▸ Task to carry out:
Answer these questions using the journal entry below.
1. After the dentist, what did the writer do before walking?
2. Who came for the second shift happy hour?
3. In what place are Lisa's parents?
# START OF Selected passage
Pretty day here, pleasant temperatures, but still humid. When I walked with Teddy, I was breathless. Teddy, always encouraging, said you can’t expect to be at your best after a long dental appointment. It saps your energy.
Not much work done today—again! After the dentist, I needed a nap; then walking. Then Subie and Phil came for happy hour. Sophie was so demanding that we locked her outside; of course, Phil's seeing-eye dog wanted to go too, but both dogs stood at the door, looking pitiful in exile.
|Pitiful exiled dogs|
When Subie and Phil left; they crossed paths with Mary Dulle who came for the second shift happy hour. She’s been gone much of the summer, so it was good to visit with her. I can’t complain about nobody visiting me in the cottage!
Still watching flood news with one eye. A family Colin and Lisa are close to was finally able to leave their house today and is safe. Various rumors about evacuations in Sugar Land, where Lisa’s parents are. Missed the news tonight, due to extreme sociability, so I’m not sure if it’s raining or not. Last I heard rain was heavy but moving slightly eastward.
# END OF Selected passage
# START OF Data provided
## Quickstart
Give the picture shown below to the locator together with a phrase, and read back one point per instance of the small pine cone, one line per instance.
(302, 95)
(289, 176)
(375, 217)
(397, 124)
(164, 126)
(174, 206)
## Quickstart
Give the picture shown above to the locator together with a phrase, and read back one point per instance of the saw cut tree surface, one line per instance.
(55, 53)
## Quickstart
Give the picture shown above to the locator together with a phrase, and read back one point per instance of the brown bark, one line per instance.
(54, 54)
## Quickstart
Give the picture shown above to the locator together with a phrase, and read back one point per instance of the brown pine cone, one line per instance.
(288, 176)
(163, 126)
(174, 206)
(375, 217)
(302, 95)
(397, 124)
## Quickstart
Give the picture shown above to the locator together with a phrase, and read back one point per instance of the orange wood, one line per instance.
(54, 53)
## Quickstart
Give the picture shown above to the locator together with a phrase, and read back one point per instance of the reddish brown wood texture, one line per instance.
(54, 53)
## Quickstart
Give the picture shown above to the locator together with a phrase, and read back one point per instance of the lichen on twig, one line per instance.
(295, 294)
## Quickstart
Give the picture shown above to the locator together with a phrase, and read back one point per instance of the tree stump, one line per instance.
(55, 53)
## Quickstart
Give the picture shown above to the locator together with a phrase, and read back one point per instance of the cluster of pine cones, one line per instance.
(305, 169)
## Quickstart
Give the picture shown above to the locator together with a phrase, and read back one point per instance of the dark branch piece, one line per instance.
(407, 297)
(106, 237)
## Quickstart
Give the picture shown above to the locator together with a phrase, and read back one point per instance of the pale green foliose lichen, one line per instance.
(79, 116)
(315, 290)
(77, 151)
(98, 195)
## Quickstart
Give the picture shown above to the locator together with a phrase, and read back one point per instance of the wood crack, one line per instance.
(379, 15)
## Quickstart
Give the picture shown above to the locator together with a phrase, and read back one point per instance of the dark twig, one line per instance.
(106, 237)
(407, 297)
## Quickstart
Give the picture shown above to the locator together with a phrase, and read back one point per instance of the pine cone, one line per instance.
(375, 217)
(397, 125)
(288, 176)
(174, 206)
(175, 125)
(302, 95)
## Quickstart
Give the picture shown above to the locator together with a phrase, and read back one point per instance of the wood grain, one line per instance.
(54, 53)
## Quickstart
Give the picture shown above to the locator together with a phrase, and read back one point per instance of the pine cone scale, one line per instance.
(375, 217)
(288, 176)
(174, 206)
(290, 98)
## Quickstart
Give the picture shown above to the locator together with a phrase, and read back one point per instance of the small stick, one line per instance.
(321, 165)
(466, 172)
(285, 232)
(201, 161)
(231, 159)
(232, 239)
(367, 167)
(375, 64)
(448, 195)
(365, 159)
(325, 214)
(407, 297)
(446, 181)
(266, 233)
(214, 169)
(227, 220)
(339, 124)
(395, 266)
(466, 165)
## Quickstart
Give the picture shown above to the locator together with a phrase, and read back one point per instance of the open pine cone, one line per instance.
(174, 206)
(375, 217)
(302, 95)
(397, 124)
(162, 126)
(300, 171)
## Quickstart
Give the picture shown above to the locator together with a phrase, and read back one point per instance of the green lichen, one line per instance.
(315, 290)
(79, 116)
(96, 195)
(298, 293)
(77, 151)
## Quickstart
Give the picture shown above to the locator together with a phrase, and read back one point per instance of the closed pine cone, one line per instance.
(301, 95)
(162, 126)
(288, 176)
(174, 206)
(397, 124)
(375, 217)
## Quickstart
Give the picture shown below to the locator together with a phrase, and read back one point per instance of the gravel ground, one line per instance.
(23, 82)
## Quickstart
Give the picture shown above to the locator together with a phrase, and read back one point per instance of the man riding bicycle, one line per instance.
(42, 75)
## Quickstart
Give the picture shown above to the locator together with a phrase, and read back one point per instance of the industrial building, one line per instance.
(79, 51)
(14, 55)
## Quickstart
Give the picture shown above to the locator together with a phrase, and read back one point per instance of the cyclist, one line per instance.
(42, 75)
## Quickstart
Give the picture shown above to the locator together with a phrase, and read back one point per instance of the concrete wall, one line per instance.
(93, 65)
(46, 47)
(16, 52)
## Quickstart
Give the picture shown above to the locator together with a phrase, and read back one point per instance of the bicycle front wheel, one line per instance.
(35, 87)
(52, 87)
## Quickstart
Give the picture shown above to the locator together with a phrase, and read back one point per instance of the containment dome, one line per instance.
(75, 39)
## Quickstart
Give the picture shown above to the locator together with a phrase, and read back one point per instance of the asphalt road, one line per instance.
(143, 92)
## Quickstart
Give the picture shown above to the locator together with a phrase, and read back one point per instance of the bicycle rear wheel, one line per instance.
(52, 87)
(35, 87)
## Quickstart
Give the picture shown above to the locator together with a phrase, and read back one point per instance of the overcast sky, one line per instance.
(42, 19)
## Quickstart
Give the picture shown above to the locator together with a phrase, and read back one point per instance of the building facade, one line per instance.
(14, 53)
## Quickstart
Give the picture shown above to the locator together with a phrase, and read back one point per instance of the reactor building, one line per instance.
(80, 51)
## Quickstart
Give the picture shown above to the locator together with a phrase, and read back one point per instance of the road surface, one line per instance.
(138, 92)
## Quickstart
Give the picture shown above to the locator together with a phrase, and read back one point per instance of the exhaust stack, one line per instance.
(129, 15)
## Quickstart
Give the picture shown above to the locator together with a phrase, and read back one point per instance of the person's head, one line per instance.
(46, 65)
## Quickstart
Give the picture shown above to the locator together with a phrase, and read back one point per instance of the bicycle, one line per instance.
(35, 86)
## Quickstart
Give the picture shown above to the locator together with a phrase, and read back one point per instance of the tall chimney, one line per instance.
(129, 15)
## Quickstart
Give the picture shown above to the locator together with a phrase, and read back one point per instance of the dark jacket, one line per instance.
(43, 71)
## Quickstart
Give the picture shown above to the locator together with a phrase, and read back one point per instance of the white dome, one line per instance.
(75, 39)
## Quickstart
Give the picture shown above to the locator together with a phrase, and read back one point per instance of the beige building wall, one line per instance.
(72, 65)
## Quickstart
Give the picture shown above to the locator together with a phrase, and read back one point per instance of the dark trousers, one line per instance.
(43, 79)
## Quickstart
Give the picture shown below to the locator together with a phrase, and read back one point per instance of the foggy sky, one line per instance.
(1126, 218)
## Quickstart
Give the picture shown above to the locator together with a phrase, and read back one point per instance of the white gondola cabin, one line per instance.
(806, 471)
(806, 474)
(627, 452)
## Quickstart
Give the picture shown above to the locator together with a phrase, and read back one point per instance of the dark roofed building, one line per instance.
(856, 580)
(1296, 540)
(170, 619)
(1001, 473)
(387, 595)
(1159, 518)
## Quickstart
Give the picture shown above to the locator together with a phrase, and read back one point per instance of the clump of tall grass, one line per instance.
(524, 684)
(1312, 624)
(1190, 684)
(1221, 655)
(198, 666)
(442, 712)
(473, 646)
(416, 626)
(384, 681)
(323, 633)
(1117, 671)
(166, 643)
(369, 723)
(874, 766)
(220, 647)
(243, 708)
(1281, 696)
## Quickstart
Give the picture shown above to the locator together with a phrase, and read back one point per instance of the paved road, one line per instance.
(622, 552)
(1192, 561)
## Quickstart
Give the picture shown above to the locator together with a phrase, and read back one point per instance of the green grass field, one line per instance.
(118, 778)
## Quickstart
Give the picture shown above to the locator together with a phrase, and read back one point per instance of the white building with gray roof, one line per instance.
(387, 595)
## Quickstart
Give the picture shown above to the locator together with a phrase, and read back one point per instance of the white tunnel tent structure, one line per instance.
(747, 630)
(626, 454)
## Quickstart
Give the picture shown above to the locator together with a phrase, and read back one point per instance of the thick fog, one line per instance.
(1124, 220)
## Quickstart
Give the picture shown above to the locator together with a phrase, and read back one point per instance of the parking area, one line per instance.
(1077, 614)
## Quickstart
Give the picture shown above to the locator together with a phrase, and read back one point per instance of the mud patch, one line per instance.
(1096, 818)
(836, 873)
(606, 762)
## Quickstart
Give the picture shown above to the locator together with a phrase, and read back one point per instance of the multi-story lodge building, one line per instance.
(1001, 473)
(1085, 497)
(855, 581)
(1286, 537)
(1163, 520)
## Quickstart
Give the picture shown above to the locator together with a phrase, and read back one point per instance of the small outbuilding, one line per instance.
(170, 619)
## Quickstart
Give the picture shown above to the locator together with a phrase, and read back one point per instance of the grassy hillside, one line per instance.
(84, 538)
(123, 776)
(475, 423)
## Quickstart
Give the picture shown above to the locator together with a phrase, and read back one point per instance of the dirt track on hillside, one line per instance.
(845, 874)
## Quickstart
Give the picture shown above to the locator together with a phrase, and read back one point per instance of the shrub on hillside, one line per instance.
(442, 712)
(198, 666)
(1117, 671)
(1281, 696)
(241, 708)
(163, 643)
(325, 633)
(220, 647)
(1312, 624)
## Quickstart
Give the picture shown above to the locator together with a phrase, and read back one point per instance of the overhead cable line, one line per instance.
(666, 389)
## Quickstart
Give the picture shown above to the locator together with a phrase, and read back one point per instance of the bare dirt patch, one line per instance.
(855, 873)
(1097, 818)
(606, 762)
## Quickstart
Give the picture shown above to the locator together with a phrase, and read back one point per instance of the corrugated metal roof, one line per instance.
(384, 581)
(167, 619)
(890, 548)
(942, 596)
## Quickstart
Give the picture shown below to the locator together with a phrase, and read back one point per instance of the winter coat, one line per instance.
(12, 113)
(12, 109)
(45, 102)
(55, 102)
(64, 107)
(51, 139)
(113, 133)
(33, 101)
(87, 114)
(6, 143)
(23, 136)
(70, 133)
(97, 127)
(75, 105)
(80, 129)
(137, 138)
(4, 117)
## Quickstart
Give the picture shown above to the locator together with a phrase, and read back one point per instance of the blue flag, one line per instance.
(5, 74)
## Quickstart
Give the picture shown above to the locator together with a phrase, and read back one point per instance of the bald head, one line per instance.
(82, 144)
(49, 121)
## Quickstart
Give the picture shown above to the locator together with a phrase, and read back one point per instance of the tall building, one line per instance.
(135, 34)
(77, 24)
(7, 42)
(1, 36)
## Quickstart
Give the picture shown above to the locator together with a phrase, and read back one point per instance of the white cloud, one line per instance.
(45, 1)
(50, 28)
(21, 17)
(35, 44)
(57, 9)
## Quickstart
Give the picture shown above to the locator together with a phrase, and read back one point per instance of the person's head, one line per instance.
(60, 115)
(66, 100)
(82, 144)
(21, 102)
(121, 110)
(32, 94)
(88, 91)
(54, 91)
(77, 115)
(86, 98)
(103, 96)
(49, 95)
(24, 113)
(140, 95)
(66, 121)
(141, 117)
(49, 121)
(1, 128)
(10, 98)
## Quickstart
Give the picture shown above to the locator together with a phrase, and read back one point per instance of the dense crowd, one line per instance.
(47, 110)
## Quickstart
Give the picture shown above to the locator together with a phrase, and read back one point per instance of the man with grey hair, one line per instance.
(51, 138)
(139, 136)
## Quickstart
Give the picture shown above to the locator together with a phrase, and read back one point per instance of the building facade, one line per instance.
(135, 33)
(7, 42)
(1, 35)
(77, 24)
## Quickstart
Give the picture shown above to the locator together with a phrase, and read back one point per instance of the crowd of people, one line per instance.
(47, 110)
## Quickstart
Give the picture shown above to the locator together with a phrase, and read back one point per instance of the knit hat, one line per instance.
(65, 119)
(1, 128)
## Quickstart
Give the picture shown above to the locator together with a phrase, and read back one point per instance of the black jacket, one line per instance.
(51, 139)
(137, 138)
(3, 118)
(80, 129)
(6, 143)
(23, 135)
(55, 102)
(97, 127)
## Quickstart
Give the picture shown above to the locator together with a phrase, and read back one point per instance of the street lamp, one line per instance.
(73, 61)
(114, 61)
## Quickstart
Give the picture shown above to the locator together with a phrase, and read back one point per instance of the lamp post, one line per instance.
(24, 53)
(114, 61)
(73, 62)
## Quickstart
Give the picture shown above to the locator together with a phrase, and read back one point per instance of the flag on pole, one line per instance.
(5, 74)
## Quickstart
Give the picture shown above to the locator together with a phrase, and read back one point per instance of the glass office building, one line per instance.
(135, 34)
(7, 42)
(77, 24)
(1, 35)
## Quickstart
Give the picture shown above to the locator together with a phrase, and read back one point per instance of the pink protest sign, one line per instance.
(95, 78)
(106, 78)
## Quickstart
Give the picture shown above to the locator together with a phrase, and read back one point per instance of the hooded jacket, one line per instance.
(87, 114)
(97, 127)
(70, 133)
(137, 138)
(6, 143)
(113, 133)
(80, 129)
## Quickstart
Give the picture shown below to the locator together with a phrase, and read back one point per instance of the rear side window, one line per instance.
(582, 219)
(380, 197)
# END OF Data provided
▸ Solution:
1. The writer took a nap.
2. Mary Dulle came.
3. They are in Sugar Land.